## Exercise directions
In the passage on logistic growth in discrete time, what range of the growth rate r makes the equilibrium n = K stable?

--- START Source passage ---

Logistic growth in discrete time

A reminder that the recursion is

\[ n(t+1) = \left(1 + r\left(1-\frac{n(t)}{K}\right)\right)n(t), \]

where \(r\) is the intrinsic growth rate and \(K\) the carrying capacity.

We can define the right-hand side as \(f(n)\) for convenience,

\[ f(n) = n \left(1 + r\left(1 - \frac{n}{K}\right)\right). \]

We first take the derivative of \(f\) with respect to \(n\)

\[ f'(n) = 1 + r - 2 r \frac{n}{K} \]

Then we plug in the equilirbium value of interest, \(n=K\)

\[ \begin{aligned} f'(K) &= 1 + r - 2 r \\ &= 1 - r \end{aligned} \]

This will be negative when \(r > 1\), creating oscillations.

The equilibrium will be stable when \(-1 < 1 - r < 1 \implies 0 < r < 2\).

This is consistent with what we've seen in cob-web plots, which you can verify by playing with the parameter values at the top of the code below.

from sympy import *
import numpy as np
import matplotlib.pyplot as plt

# parameter values
r = 0.5 #growth rate
K = 1000 #carrying capacity

# Write out sympy equation
n = symbols('n') #define our variable n(t)
f = n*(1 + r*(1 - n/K)) #the recursion equation

# Compute function over a set of points in [0,2K] by 'lambdifying' sympy equation
x = np.linspace(0,2*K,100)
fy = lambdify(n, f)(x)

# Build function for generating figure
def plot_n(x,fy):
    fig, ax = plt.subplots()
    ax.plot(x, fy, color='black') #n_{t+1} as function of n_t
    ax.plot(x, x, color='black', linestyle='--') #1:1 line for reference
    ax.set_xlim(0,2*K)
    ax.set_ylim(0,2*K)
    ax.set_xlabel("population size at $t$, $n(t)$")
    ax.set_ylabel("population size at $t+1$, $n(t+1)$")
    return ax

# Plot figure
ax = plot_n(x,fy)

# make generator
def nt(n0, r, K, max=oo):
    t, nnow, nnext = 0, n0, 0 #initial conditions
    while t < max:
        yield nnow, nnext #current value of n(t) and n(t+1)
        nnext = nnow*(1 + r*(1 - nnow/K)) #update n(t+1)
        yield nnow, nnext #current value of n(t) and n(t+1)
        nnow = nnext #update n(t)
        t += 1 #update t

# Initialize generator
nts = nt(n0=100, r=r, K=K, max=10)

# Compute x,y pairs by iterating through generator
ns = np.array([[x,y] for x,y in nts])

# Plot 'cobwebs'
ax.plot(ns[:,0], ns[:,1])

ax.set_title('r=%s'%r)

plt.show()

Problem

In continuous time the logistic growth model is

\[ \frac{\mathrm{d}n}{\mathrm{d}t} = n r \left(1 - \frac{n}{K}\right). \]

What are the equilibria and when are they stable? How do these answers differ in continuous vs discrete time?

--- END Source passage ---
--- START Information provided ---

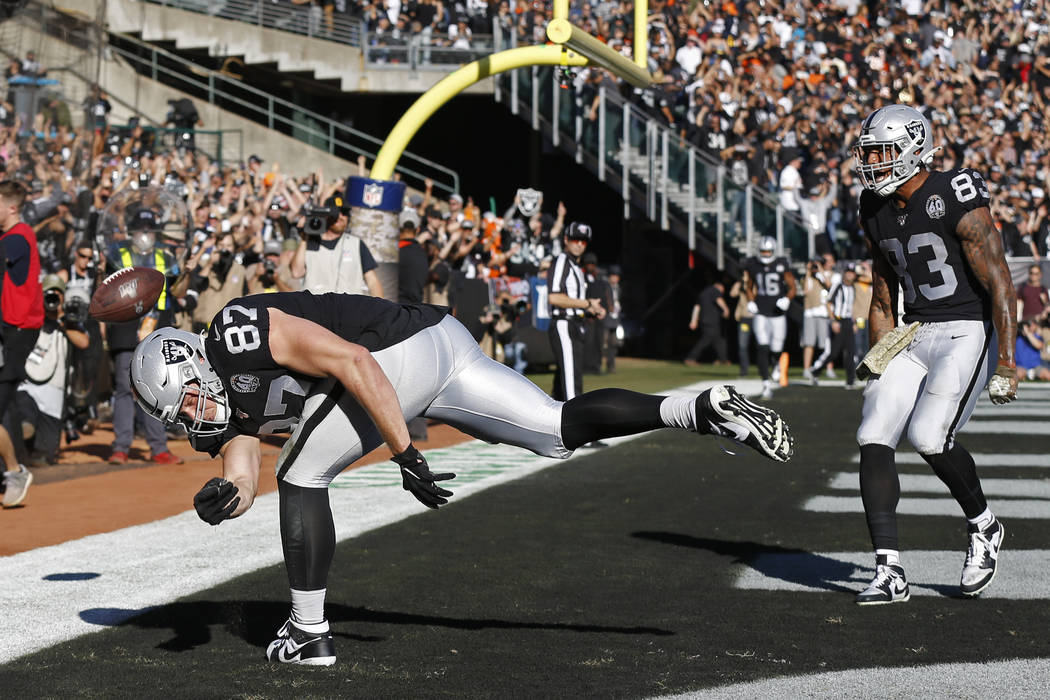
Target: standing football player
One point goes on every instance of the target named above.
(931, 233)
(771, 291)
(341, 373)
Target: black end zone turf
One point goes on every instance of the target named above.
(608, 576)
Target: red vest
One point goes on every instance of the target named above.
(23, 305)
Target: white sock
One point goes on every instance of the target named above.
(893, 556)
(308, 610)
(678, 411)
(984, 521)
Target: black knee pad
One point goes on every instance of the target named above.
(307, 535)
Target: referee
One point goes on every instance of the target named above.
(568, 308)
(840, 303)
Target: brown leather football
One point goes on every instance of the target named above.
(127, 294)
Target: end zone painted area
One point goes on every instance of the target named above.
(142, 567)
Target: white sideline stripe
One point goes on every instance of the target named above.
(1015, 678)
(929, 573)
(1011, 427)
(1032, 488)
(151, 565)
(983, 460)
(912, 506)
(1011, 410)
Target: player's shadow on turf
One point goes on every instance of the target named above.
(793, 566)
(257, 621)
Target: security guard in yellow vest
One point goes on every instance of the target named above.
(140, 250)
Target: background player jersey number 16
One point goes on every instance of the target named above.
(240, 338)
(769, 283)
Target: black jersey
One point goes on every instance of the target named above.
(919, 242)
(770, 283)
(267, 398)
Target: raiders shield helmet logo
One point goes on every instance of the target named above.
(916, 130)
(528, 200)
(174, 352)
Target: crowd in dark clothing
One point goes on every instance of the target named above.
(757, 85)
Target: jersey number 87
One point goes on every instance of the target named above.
(240, 338)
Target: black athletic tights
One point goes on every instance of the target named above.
(880, 487)
(608, 414)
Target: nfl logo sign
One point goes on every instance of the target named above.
(373, 195)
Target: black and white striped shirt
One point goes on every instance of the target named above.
(840, 299)
(566, 277)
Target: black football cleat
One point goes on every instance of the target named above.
(295, 645)
(725, 411)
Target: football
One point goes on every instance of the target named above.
(126, 295)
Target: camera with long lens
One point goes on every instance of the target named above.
(317, 219)
(269, 276)
(53, 299)
(76, 305)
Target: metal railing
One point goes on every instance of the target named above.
(279, 114)
(673, 182)
(424, 49)
(234, 96)
(380, 49)
(309, 20)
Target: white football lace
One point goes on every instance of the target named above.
(883, 576)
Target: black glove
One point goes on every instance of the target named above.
(215, 501)
(418, 479)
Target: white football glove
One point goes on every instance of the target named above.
(1001, 386)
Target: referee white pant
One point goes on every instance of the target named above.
(567, 343)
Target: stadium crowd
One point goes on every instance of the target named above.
(768, 86)
(775, 90)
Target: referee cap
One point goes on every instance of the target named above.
(579, 231)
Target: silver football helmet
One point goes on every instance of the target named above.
(904, 141)
(167, 365)
(767, 249)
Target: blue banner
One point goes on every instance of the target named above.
(378, 194)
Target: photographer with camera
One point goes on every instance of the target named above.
(82, 390)
(219, 275)
(331, 259)
(267, 275)
(820, 276)
(183, 115)
(21, 316)
(41, 396)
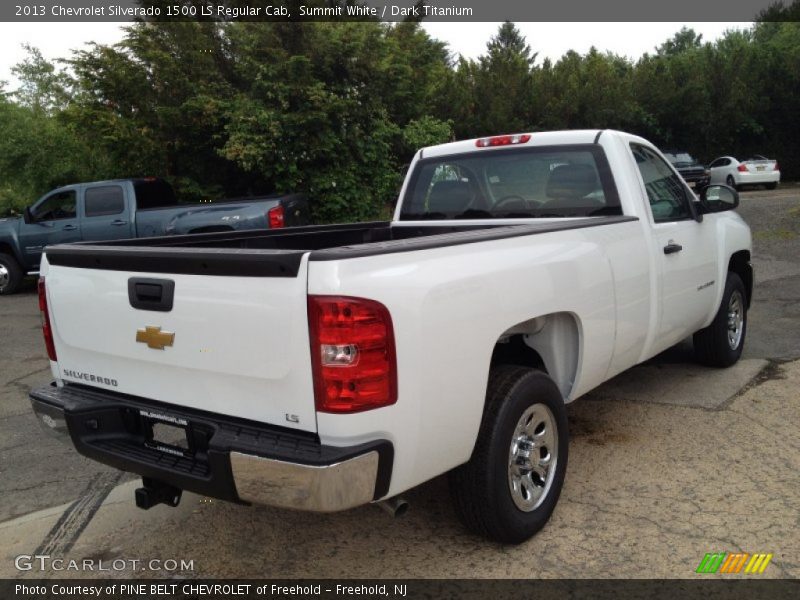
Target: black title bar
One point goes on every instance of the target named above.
(392, 11)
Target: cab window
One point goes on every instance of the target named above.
(104, 201)
(60, 205)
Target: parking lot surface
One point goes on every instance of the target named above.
(668, 461)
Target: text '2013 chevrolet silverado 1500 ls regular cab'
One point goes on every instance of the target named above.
(332, 366)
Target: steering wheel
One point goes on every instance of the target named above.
(509, 199)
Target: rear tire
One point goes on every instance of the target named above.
(11, 275)
(720, 344)
(510, 486)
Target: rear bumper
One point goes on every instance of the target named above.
(226, 458)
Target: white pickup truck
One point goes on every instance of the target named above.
(327, 367)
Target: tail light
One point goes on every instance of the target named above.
(275, 217)
(503, 140)
(47, 330)
(352, 354)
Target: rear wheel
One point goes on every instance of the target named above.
(10, 274)
(720, 344)
(510, 486)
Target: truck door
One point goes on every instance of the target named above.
(685, 250)
(106, 214)
(54, 220)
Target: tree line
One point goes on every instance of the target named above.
(336, 109)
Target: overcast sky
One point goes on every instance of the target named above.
(550, 40)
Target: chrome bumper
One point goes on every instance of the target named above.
(326, 488)
(52, 419)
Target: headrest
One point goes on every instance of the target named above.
(451, 196)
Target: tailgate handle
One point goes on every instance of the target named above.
(151, 294)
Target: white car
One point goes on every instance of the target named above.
(757, 170)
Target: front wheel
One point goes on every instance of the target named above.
(721, 343)
(510, 486)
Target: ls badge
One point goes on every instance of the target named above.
(154, 337)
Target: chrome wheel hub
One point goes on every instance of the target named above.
(532, 457)
(735, 320)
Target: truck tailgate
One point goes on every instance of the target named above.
(240, 344)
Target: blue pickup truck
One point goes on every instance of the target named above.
(129, 208)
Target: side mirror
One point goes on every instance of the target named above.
(718, 198)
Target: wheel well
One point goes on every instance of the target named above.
(740, 264)
(550, 343)
(211, 229)
(512, 350)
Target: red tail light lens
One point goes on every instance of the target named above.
(47, 330)
(503, 140)
(275, 217)
(352, 354)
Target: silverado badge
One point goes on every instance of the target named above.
(154, 337)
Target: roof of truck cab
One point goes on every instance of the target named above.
(538, 138)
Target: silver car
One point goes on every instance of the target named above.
(757, 170)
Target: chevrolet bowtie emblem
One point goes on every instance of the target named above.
(154, 337)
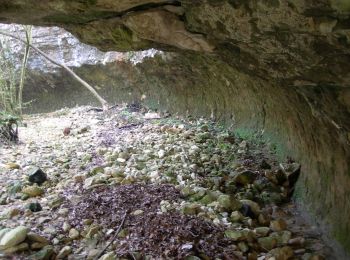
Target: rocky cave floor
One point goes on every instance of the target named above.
(174, 189)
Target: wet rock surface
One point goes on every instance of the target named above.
(191, 190)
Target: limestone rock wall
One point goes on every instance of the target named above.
(280, 66)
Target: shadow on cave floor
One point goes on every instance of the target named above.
(188, 188)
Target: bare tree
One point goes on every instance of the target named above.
(103, 102)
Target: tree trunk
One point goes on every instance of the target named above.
(103, 102)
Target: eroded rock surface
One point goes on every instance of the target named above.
(280, 66)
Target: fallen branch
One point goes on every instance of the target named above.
(103, 102)
(114, 237)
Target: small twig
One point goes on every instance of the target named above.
(114, 237)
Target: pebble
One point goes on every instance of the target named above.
(64, 252)
(278, 225)
(73, 233)
(232, 194)
(13, 237)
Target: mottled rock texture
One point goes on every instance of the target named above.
(280, 66)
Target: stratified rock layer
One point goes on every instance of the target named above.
(280, 66)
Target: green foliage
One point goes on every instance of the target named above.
(8, 127)
(12, 78)
(11, 88)
(8, 82)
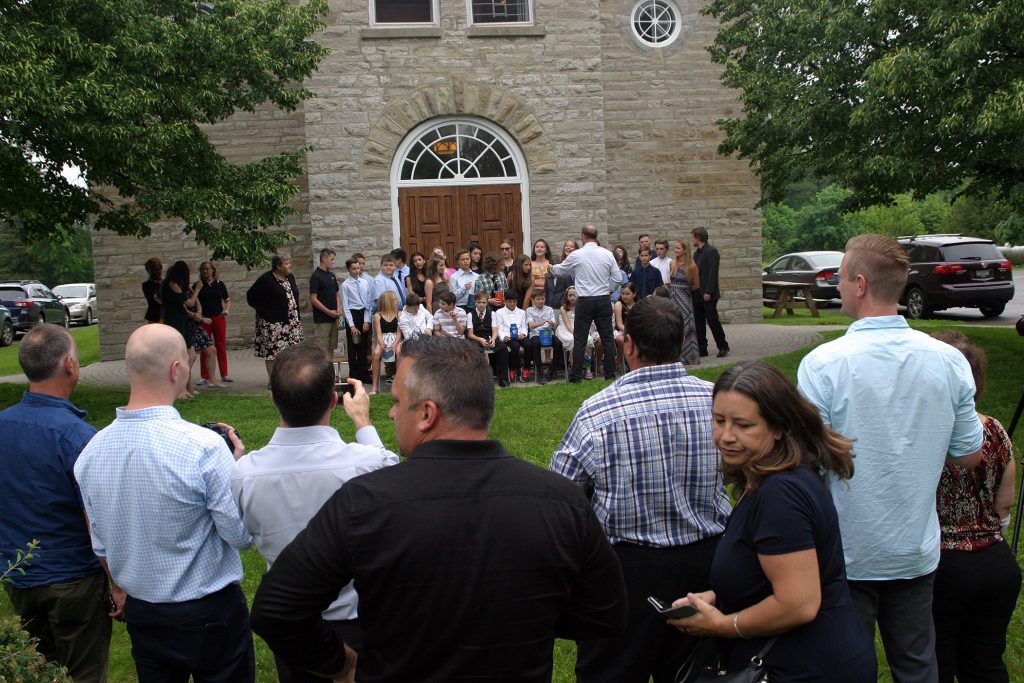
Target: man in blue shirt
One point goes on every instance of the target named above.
(158, 493)
(62, 597)
(642, 452)
(907, 401)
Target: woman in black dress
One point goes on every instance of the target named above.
(778, 569)
(274, 295)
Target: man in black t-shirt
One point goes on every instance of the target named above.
(326, 299)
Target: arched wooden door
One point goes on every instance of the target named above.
(458, 181)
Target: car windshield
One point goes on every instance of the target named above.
(971, 252)
(72, 291)
(826, 260)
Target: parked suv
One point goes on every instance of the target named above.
(952, 270)
(32, 302)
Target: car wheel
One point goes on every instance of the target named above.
(916, 304)
(992, 310)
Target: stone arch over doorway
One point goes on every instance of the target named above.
(456, 96)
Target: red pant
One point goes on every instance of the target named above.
(218, 330)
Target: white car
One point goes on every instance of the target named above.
(80, 299)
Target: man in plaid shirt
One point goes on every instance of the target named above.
(642, 452)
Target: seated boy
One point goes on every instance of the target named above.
(449, 319)
(539, 317)
(503, 319)
(415, 319)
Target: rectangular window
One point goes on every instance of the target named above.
(500, 11)
(403, 11)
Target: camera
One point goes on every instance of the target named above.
(223, 434)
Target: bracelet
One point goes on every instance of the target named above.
(735, 626)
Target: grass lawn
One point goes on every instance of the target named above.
(530, 424)
(88, 350)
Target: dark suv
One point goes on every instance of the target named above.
(952, 270)
(32, 302)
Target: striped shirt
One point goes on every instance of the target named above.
(158, 492)
(643, 446)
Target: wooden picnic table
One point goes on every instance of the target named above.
(785, 297)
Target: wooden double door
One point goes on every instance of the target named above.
(451, 217)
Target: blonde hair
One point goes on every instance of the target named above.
(882, 261)
(387, 304)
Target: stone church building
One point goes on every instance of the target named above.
(440, 122)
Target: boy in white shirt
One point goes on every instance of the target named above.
(539, 317)
(503, 321)
(415, 319)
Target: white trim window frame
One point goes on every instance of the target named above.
(502, 12)
(434, 16)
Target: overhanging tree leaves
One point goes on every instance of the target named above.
(883, 96)
(121, 88)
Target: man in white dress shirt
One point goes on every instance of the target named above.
(281, 486)
(596, 274)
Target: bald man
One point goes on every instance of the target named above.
(158, 494)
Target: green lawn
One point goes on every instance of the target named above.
(88, 350)
(530, 423)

--- END Information provided ---

## Written solution
The equilibrium is stable when 0 < r < 2.